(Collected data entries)
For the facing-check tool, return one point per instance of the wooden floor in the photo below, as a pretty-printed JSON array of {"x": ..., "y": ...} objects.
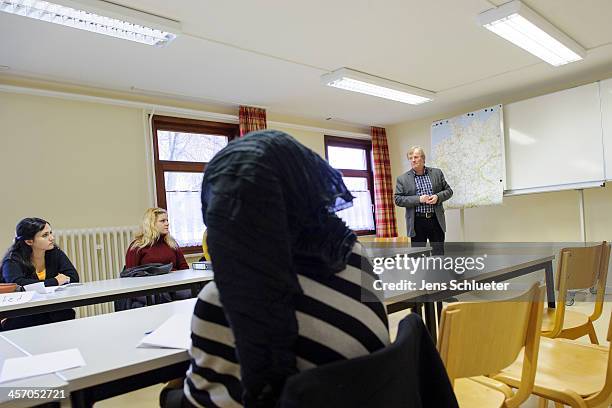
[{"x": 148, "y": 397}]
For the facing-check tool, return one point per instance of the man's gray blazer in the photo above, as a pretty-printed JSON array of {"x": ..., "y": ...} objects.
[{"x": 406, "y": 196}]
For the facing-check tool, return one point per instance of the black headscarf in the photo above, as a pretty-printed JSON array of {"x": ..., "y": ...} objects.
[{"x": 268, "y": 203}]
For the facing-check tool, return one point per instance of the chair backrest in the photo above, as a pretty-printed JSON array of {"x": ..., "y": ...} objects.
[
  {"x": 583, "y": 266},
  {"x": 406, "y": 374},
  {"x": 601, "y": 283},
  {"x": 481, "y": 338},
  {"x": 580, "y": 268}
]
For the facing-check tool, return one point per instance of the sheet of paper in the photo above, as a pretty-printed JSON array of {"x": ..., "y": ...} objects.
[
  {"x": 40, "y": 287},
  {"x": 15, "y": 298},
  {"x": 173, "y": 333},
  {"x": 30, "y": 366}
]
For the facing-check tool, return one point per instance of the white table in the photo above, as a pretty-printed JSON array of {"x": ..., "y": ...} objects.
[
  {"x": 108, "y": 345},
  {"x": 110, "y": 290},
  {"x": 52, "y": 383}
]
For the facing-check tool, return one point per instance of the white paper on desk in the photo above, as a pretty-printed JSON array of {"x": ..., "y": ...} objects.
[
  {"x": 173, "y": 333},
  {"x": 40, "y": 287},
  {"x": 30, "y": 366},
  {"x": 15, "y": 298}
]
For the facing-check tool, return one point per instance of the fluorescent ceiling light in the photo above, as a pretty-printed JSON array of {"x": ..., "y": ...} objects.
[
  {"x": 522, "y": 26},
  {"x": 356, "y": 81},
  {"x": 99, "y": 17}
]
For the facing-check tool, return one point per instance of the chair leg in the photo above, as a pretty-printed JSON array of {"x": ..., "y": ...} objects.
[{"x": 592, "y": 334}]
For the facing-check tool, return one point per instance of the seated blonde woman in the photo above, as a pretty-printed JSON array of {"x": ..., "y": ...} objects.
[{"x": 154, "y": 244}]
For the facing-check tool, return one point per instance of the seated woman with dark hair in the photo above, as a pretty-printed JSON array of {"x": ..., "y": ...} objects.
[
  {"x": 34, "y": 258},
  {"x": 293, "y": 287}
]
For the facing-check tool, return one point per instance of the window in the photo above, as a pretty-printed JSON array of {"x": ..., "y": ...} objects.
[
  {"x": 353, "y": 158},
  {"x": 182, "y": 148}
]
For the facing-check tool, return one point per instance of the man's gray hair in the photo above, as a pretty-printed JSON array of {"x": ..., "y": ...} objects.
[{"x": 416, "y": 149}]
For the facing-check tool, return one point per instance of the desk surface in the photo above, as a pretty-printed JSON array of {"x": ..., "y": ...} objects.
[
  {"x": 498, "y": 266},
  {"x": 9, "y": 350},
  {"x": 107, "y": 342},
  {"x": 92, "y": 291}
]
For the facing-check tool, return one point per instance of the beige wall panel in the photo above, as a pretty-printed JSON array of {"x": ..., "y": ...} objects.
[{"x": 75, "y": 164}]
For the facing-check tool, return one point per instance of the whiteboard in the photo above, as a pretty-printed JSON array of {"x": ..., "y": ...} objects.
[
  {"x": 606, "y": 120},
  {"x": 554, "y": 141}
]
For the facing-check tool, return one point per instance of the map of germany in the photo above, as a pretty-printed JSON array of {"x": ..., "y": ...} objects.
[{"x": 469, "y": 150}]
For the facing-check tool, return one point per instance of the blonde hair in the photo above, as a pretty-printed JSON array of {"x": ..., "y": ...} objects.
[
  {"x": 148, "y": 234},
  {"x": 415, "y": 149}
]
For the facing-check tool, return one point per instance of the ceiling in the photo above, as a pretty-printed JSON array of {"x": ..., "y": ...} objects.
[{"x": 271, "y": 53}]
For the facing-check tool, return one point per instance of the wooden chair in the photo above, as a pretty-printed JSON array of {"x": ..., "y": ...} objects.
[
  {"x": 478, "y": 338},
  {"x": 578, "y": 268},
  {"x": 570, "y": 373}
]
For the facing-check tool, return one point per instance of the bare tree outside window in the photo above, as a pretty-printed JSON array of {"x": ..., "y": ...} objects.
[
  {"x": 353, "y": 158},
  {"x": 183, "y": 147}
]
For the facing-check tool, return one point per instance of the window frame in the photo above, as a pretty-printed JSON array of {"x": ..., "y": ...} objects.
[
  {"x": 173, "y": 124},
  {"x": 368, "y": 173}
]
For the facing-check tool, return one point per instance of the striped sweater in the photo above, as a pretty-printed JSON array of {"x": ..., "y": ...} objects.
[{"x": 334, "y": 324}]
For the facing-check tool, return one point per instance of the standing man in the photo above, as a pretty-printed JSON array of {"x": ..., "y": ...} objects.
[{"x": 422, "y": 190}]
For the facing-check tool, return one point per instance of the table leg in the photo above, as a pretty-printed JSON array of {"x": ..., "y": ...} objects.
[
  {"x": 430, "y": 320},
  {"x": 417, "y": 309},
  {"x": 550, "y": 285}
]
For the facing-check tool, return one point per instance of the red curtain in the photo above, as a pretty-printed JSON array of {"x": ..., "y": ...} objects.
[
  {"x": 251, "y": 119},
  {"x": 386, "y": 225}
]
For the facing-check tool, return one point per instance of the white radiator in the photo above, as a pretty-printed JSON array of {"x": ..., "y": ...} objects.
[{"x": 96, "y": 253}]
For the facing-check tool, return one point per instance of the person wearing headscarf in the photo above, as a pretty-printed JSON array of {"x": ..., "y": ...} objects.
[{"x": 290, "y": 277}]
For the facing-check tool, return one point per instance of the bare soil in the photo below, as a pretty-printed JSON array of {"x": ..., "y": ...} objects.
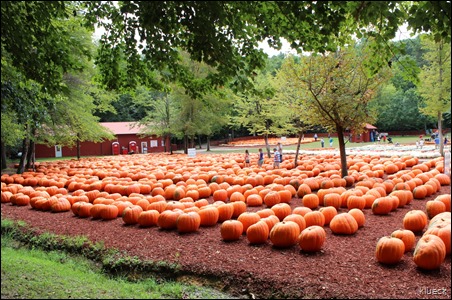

=== Instructions to follow ===
Output every entry word for word, but omit the pictures.

=== Written response ===
For the facing-check tool, return one point per instance of the wooden floor in the photo below, as a pretty-printed JSON array of {"x": ..., "y": ...} objects.
[{"x": 148, "y": 397}]
For the facing-check tool, return one point per instance of the man's gray blazer in the photo above, as a pretty-printed JSON array of {"x": ..., "y": ...} objects.
[{"x": 406, "y": 196}]
For the facing-check tool, return one point per instance of the black headscarf in the photo above, as a pretty-printed JSON array of {"x": ..., "y": ...} objects.
[{"x": 268, "y": 203}]
For the facing-check tool, return one point per instance of the chair backrest in the photo above, as a pretty-printed JSON array of {"x": ..., "y": ...} objects.
[
  {"x": 583, "y": 266},
  {"x": 406, "y": 374},
  {"x": 601, "y": 283},
  {"x": 481, "y": 338},
  {"x": 580, "y": 268}
]
For the facing-check tool, return one point per instance of the sheet of paper in the photo above, as a pretty-printed JSON array of {"x": ..., "y": ...} objects.
[
  {"x": 40, "y": 287},
  {"x": 15, "y": 298},
  {"x": 173, "y": 333},
  {"x": 30, "y": 366}
]
For the facing-check tool, return one point per instance of the white table in the photo above, as a pretty-printed JSON array of {"x": ..., "y": ...} objects.
[
  {"x": 108, "y": 345},
  {"x": 110, "y": 290},
  {"x": 52, "y": 383}
]
For the facing-check tool, return one point per instance of the white paper on desk in the photo above, as a pretty-printed JSON array of {"x": ..., "y": ...} objects.
[
  {"x": 173, "y": 333},
  {"x": 40, "y": 287},
  {"x": 30, "y": 366},
  {"x": 15, "y": 298}
]
For the facing-check tool, return one point per instance of the fluorescent ceiling light in the photo above, as a pretty-printed JSON array of {"x": ..., "y": ...} objects.
[
  {"x": 522, "y": 26},
  {"x": 356, "y": 81},
  {"x": 99, "y": 17}
]
For the facing-check tool, return one point per instance of the chair leg in the photo above, as a pretty-printed JSON array of {"x": ..., "y": ...} objects.
[{"x": 592, "y": 334}]
For the facing-check tool, return one point per instance of the seated blonde woman in the photo above, as a pretty-printed JSON array of {"x": ..., "y": ...} objects.
[{"x": 154, "y": 244}]
For the facing-check tool, return one point per instance of the seated woman with dark hair in the photo above, as a pretty-printed JSON array of {"x": ..., "y": ...} objects.
[
  {"x": 34, "y": 258},
  {"x": 293, "y": 287}
]
For the facing-check tool, return one point per instance of the window in the photo above, as a pretty-printed JSON array of {"x": ..., "y": ...} objects.
[
  {"x": 353, "y": 158},
  {"x": 182, "y": 148}
]
For the facing-check tool, return one point per instance of the man's gray hair in the photo above, as a pretty-printed JSON array of {"x": ..., "y": ...} objects.
[{"x": 416, "y": 149}]
For the facing-check tool, return one point per instance of the desk surface in the photo above, as a pretty-printed JSON array of {"x": ..., "y": ...} objects.
[
  {"x": 498, "y": 266},
  {"x": 9, "y": 350},
  {"x": 107, "y": 342},
  {"x": 92, "y": 291}
]
For the facing-check tool, return one point per instance of the beige wall panel in the photo above, as a pretty-printed JSON array of {"x": ..., "y": ...} objects.
[{"x": 75, "y": 164}]
For the facing-check tool, return one point per instance of the whiteboard in the photo above, as a pretty-printed JSON array of {"x": ..., "y": ...} objects.
[
  {"x": 606, "y": 120},
  {"x": 554, "y": 141}
]
For the facing-check tool, return one point per instance of the map of germany in the photo above, as a pretty-printed JSON array of {"x": ..., "y": ...} objects.
[{"x": 469, "y": 150}]
For the facing-check tool, return one point per instance of the blonde hair in the photo above, as a pretty-printed JSON array of {"x": ..., "y": ...} objects.
[
  {"x": 148, "y": 234},
  {"x": 415, "y": 149}
]
For the facing-check tool, return one point per instance of the ceiling in the photo above, as a pretty-printed JSON array of {"x": ..., "y": ...} objects.
[{"x": 271, "y": 53}]
For the facing-check tool, return one point per instance of the wooden chair in the photo above, as a pretty-printed JSON array of {"x": ..., "y": ...} objects.
[
  {"x": 478, "y": 338},
  {"x": 578, "y": 268},
  {"x": 570, "y": 373}
]
For the facing-check tool, return one point per instance of the bare tree outside window in the photo above, as a pretty-printed JSON array of {"x": ..., "y": ...} objects.
[
  {"x": 353, "y": 158},
  {"x": 183, "y": 147}
]
For the facing-check tool, return one point per instance of the window frame in the photo above, as a pretty-printed JSON array of {"x": ..., "y": ...} objects.
[
  {"x": 173, "y": 124},
  {"x": 368, "y": 173}
]
For the facing-check tool, return one point per instance of the striped sweater in the photo above, as a pretty-printed JSON array of {"x": ..., "y": ...} objects.
[{"x": 334, "y": 324}]
For the facing-check tool, return one point per instance of the standing man in the photo above, as a pretty-printed JSON array of {"x": ..., "y": ...} objects.
[{"x": 422, "y": 190}]
For the facing-check tool, return one point per instance of the table leg in the photo above, as a pretty-printed JSON array of {"x": ..., "y": ...} objects.
[
  {"x": 430, "y": 320},
  {"x": 417, "y": 309},
  {"x": 550, "y": 285}
]
For the facing-check tool, return one point per instance of the red curtain in the photo above, as a pretty-printed JSON array of {"x": ..., "y": ...} objects.
[
  {"x": 251, "y": 119},
  {"x": 386, "y": 225}
]
For the facing-check tool, return one point per instance of the white radiator in the photo above, as a pretty-printed JSON array of {"x": ..., "y": ...} objects.
[{"x": 96, "y": 253}]
For the facing-check tool, return one point per instance of the person wearing headscarf in the photo above, as a pretty-printed JSON array of {"x": ..., "y": ...} objects.
[{"x": 290, "y": 277}]
For the facing-check tool, return one point per instance of the bare soil in the photo below, as a pretty-printed JSON array of {"x": ..., "y": ...} objects.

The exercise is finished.